═══ RECORDS FOR THIS EXERCISE ═══

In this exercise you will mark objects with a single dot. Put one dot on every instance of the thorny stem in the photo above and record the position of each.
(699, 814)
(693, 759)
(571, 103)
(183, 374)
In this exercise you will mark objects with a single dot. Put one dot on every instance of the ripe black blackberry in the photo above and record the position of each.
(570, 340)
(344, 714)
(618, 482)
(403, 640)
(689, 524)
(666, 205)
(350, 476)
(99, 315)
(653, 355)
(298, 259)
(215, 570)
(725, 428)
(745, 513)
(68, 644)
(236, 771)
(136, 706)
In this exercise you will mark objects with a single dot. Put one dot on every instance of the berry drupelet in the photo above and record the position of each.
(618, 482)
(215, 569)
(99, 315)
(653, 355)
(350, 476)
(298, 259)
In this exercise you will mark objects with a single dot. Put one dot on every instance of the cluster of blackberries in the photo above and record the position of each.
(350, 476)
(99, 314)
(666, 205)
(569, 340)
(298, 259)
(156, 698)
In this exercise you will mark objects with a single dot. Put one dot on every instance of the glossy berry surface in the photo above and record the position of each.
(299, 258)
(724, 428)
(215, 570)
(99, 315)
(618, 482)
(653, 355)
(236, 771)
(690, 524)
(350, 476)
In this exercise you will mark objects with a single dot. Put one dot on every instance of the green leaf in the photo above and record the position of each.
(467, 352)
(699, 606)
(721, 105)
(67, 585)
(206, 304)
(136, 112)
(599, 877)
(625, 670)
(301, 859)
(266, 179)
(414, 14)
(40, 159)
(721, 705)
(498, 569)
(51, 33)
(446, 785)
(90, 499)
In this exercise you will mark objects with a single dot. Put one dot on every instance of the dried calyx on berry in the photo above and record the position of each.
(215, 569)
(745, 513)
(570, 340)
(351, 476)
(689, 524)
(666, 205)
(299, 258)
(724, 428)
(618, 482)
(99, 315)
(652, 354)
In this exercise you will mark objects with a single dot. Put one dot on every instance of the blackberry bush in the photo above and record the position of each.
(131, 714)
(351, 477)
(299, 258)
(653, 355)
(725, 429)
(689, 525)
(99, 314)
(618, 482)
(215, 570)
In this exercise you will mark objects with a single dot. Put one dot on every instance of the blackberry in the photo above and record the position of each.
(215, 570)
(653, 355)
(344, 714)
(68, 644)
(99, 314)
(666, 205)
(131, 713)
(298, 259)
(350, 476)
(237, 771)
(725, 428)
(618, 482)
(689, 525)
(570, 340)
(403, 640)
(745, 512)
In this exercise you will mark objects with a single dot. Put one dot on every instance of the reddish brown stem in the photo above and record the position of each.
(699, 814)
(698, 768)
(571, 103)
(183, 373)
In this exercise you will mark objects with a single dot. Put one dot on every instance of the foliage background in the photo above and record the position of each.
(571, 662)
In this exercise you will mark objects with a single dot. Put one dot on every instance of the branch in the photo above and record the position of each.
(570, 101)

═══

§ **EXERCISE REQUIREMENTS**: Return the whole listing exactly.

§ **TASK ANSWER**:
In this exercise you will mark objects with a single dot. Put one dot on every instance of the thorny stem in the photo above and record the position of each.
(699, 814)
(693, 759)
(571, 103)
(183, 374)
In this exercise you will mark objects with a single dot. Put one dot on every instance of the ripe black blackberry in the photo above and record the position of each.
(570, 340)
(344, 714)
(618, 482)
(403, 640)
(689, 524)
(666, 205)
(350, 476)
(99, 315)
(653, 355)
(298, 259)
(215, 570)
(725, 428)
(745, 513)
(68, 644)
(236, 771)
(136, 706)
In this exercise you will mark objects with a single dot. Put one dot on every instance of the berry drupelet in the photo above and record the position of each.
(618, 482)
(215, 569)
(99, 315)
(653, 355)
(350, 476)
(298, 259)
In this exercise you will mark objects with a single dot. Put one dot on every instance of the cluster of blackberries in the photo above and record the position of each.
(350, 476)
(99, 314)
(666, 205)
(569, 340)
(298, 259)
(156, 698)
In this exercise you will mark objects with a single dot. Put one dot on every instance of the glossy berry surface in the photo above and record the position of each.
(299, 258)
(724, 428)
(215, 570)
(99, 315)
(618, 482)
(653, 355)
(236, 771)
(690, 524)
(350, 476)
In this exercise you will mark objects with a single dot. Put one dot on every instance of the green leaf in the photo above and record the position of each.
(467, 352)
(699, 606)
(721, 105)
(67, 585)
(206, 304)
(136, 112)
(599, 877)
(625, 670)
(301, 859)
(266, 179)
(414, 14)
(40, 159)
(721, 705)
(498, 569)
(51, 33)
(446, 785)
(90, 499)
In this exercise you will mark objects with a single dot. Put one dot on every instance of the dried calyx on berry in the photo above and record the position of each.
(215, 569)
(745, 513)
(570, 340)
(351, 476)
(689, 524)
(666, 205)
(299, 258)
(724, 428)
(618, 482)
(99, 315)
(652, 354)
In this exercise you will mark objects with a single dot. Put one dot on every instance of the blackberry bush in the photo above and record the position of each.
(131, 714)
(351, 477)
(299, 258)
(653, 355)
(725, 429)
(689, 525)
(99, 314)
(618, 482)
(215, 570)
In this exercise you will mark objects with a single dot. Put one dot on every instance of the blackberry in the photo above and record the position of each.
(215, 570)
(653, 355)
(344, 714)
(68, 644)
(99, 314)
(666, 205)
(131, 713)
(298, 259)
(350, 476)
(237, 771)
(725, 428)
(618, 482)
(689, 525)
(570, 340)
(403, 640)
(745, 512)
In this exercise you will mark objects with a single dot. Put one dot on every instance of the reddish brown stem in the photo above and record the position of each.
(699, 814)
(698, 768)
(571, 103)
(183, 373)
In this exercise you will mark objects with a single dot. Put one dot on every instance of the foliage background in the photo above and record the position of each.
(571, 662)
In this exercise you will mark objects with a single dot. Put one dot on every instance of the branch in the photo above and record the position of each.
(570, 101)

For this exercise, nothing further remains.